**Dataset rows:**
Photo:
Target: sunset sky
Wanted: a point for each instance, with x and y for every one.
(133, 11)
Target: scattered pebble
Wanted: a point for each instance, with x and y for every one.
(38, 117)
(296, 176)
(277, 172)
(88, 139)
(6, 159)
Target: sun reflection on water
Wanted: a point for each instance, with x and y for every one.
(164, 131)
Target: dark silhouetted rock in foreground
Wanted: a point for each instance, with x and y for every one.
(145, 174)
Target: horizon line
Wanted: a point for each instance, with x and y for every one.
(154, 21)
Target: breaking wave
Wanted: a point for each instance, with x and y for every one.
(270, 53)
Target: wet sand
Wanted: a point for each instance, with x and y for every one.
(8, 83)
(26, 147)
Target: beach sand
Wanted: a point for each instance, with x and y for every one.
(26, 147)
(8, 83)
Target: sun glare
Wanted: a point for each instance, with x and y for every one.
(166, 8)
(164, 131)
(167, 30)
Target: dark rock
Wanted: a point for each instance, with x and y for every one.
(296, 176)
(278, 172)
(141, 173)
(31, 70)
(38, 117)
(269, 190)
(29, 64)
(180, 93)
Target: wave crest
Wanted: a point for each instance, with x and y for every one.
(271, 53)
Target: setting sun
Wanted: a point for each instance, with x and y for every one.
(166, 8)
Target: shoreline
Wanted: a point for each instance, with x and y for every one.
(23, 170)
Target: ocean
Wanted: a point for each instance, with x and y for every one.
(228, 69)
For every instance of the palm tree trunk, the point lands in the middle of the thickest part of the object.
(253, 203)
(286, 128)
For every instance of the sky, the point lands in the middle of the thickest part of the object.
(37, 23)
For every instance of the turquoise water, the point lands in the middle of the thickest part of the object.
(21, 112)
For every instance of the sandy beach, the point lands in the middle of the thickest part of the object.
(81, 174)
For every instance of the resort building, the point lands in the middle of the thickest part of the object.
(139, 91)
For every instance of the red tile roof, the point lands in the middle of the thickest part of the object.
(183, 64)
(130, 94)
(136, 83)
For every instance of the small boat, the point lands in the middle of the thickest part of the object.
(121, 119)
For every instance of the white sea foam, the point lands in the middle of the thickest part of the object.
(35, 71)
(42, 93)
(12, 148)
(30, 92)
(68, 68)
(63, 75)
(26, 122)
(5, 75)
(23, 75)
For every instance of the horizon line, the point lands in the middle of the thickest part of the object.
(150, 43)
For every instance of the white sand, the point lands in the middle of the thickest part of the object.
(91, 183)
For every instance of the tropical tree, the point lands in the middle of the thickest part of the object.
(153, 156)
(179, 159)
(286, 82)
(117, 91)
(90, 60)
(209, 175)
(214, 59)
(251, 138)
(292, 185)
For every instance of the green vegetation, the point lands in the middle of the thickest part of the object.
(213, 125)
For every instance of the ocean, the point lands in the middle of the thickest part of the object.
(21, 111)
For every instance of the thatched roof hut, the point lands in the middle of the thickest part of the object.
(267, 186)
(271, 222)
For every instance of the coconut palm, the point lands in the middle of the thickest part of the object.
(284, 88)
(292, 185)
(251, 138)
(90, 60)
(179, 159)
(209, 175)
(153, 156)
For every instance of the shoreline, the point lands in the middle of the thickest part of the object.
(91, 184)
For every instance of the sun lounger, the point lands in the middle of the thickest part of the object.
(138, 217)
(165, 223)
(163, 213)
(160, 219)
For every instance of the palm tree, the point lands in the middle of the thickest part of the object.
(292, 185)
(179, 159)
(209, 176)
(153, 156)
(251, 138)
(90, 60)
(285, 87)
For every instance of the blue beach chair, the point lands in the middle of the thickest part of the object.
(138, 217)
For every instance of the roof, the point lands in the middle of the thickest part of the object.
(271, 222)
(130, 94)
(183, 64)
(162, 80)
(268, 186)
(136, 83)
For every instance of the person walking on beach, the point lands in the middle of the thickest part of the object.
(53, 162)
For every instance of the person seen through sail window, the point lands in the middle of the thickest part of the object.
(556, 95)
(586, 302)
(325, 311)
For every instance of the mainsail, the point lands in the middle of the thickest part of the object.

**Problem description:** Rewrite the listing above with every "thickest part" changed to "widest part" and nothing else altered.

**Full answer:**
Photo:
Target: sunset sky
Wanted: a point for each instance, with x and y for every one.
(133, 11)
Target: scattered pebble
Wanted: a point for each instance, with x and y for every one.
(38, 117)
(296, 176)
(277, 172)
(88, 139)
(6, 159)
Target: sun reflection on water
Wanted: a point for each instance, with x and y for every one.
(164, 131)
Target: dark silhouetted rock in foreground
Wanted: a point for each instance, with x and y for every one.
(145, 174)
Target: horizon line
Wanted: a point for each instance, with x and y for every one.
(154, 21)
Target: breaking wave
Wanted: a point for each instance, with x and y for every one.
(270, 53)
Target: wet sand
Wanted: a point for each instance, with x and y for every one.
(8, 83)
(26, 147)
Target: beach sand
Wanted: a point for each instance, with x and y for every one.
(26, 147)
(8, 83)
Target: sun glare
Wanted: a point for each instance, with x and y for every one.
(166, 8)
(164, 131)
(167, 30)
Target: dark rock
Wanted: a point for each instance, with x and y for every one.
(296, 176)
(278, 172)
(141, 173)
(31, 70)
(38, 117)
(269, 190)
(29, 64)
(180, 93)
Target: wave crest
Wanted: a point for each instance, with x and y for every one.
(271, 53)
Target: setting sun
Wanted: a point for each instance, with x and y for every one.
(166, 8)
Target: shoreline
Wanted: a point for each instance, with x and y for every one.
(23, 170)
Target: ocean
Wanted: a point for each instance, with x and y for every one.
(228, 69)
For every instance of the palm tree trunk, the point lands in the middle of the widest part of the object.
(253, 203)
(286, 128)
For every instance of the sky, the point lands in the middle of the widest part of the object.
(37, 23)
For every instance of the turquoise water, the point lands in the middle of the widest part of the object.
(21, 112)
For every instance of the sandy beach, the point lands in the middle of the widest part of the object.
(81, 174)
For every instance of the resort building, the point lands in the middle of the widest part of the object.
(139, 91)
For every instance of the red tile roof, the point lands in the middle of the widest part of the object.
(183, 64)
(130, 94)
(136, 83)
For every instance of the small boat, the point lands in the middle of the widest part of the object.
(121, 119)
For every instance of the white sea foam, the point lands in the middle of the widest part of the object.
(35, 71)
(42, 93)
(12, 148)
(30, 92)
(68, 68)
(63, 75)
(26, 122)
(5, 75)
(23, 75)
For every instance of the horizon line, the point lands in the middle of the widest part of the object.
(150, 43)
For every instance of the white sand, the point lands in the middle of the widest part of the object.
(91, 183)
For every instance of the tropical tree, the point lands in the middle of the widest part of the object.
(153, 156)
(179, 159)
(286, 82)
(117, 91)
(90, 60)
(209, 175)
(214, 59)
(251, 138)
(292, 185)
For every instance of the green vegetation, the point lands in the middle of the widest part of the object.
(213, 125)
For every instance of the ocean, the point lands in the middle of the widest part of the object.
(21, 111)
For every instance of the thatched roof hut, the point lands in the middle of the widest part of the object.
(267, 186)
(271, 222)
For every instance of the coconut palm, the point lands in the middle of the widest part of the object.
(284, 88)
(292, 185)
(251, 138)
(90, 60)
(179, 159)
(209, 175)
(153, 156)
For every instance of the shoreline, the point lands in the middle of the widest part of the object.
(91, 184)
For every instance of the sun lounger, the point lands in the middle of the widest part of the object.
(138, 217)
(165, 223)
(163, 213)
(160, 219)
For every instance of the palm tree, the point lands in the middle of the widest part of the object.
(292, 185)
(179, 159)
(209, 176)
(153, 156)
(251, 138)
(90, 60)
(285, 87)
For every instance of the blue beach chair, the point lands in the middle of the widest part of the object.
(138, 217)
For every instance of the roof, the point lands in the middle of the widest part of the object.
(271, 222)
(130, 94)
(183, 64)
(162, 80)
(268, 186)
(136, 83)
For every instance of the person walking on beach, the point lands in the middle of the widest part of the object.
(53, 162)
For every instance of the person seen through sail window, the point lands in the middle of the widest part of the object.
(556, 95)
(586, 302)
(325, 311)
For every instance of the mainsail, the point lands in the middle of the widest part of the object.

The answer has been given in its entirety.